▶ _What you will do_: Can you copy the rows below word for word, from the very first line through the line that contains "[89, 211, 120, 234]"?

========================================

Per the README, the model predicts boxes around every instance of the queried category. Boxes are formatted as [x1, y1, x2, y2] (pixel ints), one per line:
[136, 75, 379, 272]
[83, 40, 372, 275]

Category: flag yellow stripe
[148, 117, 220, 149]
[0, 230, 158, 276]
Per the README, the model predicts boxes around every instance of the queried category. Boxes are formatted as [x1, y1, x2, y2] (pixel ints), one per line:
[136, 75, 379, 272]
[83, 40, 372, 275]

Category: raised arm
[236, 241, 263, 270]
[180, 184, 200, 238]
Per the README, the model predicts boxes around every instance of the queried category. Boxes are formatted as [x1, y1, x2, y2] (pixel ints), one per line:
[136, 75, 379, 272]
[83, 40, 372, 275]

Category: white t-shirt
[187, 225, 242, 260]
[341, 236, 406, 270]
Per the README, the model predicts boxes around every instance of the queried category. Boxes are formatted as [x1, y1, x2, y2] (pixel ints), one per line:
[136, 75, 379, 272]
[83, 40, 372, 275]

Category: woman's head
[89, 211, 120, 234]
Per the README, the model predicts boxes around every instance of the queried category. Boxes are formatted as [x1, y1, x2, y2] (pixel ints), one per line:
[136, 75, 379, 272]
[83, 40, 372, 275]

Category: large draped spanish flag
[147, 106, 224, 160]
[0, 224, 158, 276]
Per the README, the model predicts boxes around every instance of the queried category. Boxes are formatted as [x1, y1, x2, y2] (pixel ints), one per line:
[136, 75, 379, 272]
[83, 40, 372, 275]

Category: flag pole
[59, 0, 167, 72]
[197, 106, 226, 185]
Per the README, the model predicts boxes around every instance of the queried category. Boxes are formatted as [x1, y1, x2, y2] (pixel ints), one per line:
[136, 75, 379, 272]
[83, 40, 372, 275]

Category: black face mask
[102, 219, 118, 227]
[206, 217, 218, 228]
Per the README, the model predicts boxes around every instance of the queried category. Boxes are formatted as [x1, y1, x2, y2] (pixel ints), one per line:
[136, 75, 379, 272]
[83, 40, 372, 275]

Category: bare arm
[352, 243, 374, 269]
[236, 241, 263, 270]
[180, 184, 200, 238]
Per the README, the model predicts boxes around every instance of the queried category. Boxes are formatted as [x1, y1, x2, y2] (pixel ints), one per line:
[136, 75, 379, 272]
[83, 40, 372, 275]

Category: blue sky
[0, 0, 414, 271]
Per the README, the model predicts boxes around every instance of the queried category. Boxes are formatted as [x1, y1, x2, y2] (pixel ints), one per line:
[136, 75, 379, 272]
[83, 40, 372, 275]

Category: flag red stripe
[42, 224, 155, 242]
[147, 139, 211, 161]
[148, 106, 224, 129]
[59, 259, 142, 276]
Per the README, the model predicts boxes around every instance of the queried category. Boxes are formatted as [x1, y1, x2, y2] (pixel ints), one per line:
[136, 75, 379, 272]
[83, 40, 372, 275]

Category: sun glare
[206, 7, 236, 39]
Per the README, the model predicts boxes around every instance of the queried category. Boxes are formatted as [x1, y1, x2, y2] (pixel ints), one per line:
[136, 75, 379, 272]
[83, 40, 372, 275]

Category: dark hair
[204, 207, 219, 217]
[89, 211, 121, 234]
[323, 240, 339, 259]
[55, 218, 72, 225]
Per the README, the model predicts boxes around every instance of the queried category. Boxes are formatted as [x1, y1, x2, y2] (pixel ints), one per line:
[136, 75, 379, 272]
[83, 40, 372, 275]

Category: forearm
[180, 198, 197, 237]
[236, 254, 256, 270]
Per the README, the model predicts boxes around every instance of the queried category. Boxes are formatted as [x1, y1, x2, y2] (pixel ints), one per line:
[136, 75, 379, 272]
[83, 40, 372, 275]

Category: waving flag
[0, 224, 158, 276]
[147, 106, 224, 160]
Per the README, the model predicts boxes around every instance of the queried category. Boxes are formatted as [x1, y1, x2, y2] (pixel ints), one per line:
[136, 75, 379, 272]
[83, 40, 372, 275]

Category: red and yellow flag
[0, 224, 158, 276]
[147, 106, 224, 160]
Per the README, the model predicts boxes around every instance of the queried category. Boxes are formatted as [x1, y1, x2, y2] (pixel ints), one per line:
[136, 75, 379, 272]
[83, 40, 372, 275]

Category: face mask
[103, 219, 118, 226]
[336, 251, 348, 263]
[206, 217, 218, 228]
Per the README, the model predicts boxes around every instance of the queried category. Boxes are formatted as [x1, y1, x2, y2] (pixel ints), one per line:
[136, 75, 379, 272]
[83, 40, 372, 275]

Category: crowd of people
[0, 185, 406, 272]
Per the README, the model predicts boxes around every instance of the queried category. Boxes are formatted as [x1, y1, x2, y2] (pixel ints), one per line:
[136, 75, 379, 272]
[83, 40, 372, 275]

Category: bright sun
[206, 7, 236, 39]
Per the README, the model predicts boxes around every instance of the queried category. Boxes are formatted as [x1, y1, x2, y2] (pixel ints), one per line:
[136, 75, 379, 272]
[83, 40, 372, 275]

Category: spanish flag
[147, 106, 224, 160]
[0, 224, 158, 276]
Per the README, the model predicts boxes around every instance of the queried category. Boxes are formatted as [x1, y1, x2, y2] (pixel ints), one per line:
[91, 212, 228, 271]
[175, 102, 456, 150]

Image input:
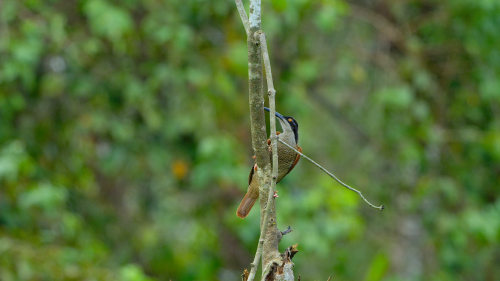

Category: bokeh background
[0, 0, 500, 281]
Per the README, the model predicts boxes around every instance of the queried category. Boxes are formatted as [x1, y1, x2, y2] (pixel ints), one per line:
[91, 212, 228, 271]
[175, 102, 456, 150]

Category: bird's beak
[264, 107, 285, 122]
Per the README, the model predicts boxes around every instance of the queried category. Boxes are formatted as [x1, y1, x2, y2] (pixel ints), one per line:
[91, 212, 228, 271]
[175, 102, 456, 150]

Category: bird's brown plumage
[236, 131, 302, 219]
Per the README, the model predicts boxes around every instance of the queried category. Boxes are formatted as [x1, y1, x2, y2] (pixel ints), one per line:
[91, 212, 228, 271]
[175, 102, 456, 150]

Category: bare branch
[248, 31, 284, 281]
[234, 0, 250, 36]
[278, 138, 385, 211]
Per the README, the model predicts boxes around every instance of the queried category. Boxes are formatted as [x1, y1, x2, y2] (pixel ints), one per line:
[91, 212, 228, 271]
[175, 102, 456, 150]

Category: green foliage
[0, 0, 500, 281]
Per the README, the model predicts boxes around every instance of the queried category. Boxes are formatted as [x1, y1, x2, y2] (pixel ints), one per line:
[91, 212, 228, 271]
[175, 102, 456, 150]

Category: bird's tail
[236, 192, 259, 219]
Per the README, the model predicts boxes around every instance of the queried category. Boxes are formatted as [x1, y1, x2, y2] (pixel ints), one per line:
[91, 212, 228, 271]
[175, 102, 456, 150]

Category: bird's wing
[278, 145, 302, 182]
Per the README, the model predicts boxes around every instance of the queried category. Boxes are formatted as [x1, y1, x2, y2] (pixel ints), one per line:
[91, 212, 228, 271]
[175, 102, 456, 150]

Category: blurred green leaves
[0, 0, 500, 280]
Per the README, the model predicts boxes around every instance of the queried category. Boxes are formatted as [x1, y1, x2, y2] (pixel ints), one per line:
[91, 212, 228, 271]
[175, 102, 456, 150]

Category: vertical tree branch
[247, 0, 271, 281]
[234, 0, 250, 37]
[240, 0, 293, 281]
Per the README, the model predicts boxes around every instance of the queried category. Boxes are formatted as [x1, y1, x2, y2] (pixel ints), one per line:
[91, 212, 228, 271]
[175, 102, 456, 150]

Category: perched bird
[236, 107, 302, 219]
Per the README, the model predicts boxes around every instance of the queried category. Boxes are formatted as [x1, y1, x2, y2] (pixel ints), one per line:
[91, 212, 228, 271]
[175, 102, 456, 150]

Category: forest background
[0, 0, 500, 281]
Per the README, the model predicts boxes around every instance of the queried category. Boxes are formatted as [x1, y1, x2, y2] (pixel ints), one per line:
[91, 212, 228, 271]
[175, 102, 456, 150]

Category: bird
[236, 107, 302, 219]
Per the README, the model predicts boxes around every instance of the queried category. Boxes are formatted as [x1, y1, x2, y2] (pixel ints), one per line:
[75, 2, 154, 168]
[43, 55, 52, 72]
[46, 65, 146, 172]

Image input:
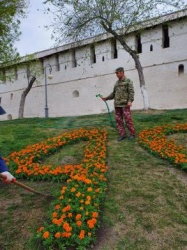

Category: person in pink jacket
[0, 156, 15, 183]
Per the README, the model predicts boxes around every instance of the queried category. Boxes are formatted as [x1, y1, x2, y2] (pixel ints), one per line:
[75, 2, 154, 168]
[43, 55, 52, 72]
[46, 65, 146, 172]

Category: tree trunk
[101, 22, 149, 110]
[18, 76, 36, 119]
[119, 38, 149, 110]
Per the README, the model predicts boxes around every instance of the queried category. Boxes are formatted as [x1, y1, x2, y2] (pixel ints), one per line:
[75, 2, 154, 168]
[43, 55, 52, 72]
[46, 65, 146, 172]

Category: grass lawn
[0, 110, 187, 250]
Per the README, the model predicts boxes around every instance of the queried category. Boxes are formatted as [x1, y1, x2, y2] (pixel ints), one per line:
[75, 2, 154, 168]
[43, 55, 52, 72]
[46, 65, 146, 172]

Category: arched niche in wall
[72, 90, 79, 98]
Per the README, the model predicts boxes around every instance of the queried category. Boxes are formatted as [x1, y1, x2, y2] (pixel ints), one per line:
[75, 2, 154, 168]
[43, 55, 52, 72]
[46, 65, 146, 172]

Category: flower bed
[7, 129, 107, 249]
[139, 124, 187, 169]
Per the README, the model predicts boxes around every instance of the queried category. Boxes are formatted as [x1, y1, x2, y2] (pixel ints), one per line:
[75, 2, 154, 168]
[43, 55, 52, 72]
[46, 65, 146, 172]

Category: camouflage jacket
[105, 78, 134, 107]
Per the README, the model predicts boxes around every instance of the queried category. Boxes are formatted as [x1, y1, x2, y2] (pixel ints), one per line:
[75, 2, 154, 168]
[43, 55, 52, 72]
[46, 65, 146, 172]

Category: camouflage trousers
[115, 107, 135, 136]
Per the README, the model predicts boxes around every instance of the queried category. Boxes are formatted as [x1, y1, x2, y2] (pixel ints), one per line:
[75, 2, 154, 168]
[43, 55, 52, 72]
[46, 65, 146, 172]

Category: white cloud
[15, 0, 54, 56]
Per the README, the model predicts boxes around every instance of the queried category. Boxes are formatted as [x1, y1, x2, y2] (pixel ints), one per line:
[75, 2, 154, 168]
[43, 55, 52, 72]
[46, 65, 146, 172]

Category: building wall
[0, 16, 187, 119]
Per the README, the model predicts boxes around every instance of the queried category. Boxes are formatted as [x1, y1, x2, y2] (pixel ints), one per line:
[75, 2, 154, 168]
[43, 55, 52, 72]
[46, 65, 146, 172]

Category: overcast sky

========================================

▶ _Written response_:
Per the README, the model predicts boxes around every instance of the queried category. Boxes are formatted as [x1, y1, x2, y2] (pixel ints), one per line:
[136, 75, 379, 272]
[83, 40, 372, 275]

Category: flag yellow stripe
[148, 117, 220, 149]
[0, 230, 158, 276]
Per the README, the model predicts boxes around every instance of the queried category. Boxes are formatted as [x1, y1, x2, y2] (pixel ints), one per line:
[136, 75, 379, 272]
[83, 40, 372, 275]

Category: raised arm
[236, 241, 263, 270]
[180, 184, 200, 238]
Per the README, the model predicts boxes around every instance of the queried category. Boxes are formatted as [x1, y1, x2, y2] (pixel ints), one per line:
[136, 75, 379, 272]
[83, 40, 372, 275]

Category: white t-shirt
[187, 225, 242, 260]
[341, 236, 406, 270]
Per the README, the model predicts boxes around every instance of the queried category. Boxes are formatted as [x1, y1, x2, y2] (pixel ints), one per line:
[136, 75, 379, 272]
[83, 40, 372, 275]

Category: woman's head
[89, 211, 120, 234]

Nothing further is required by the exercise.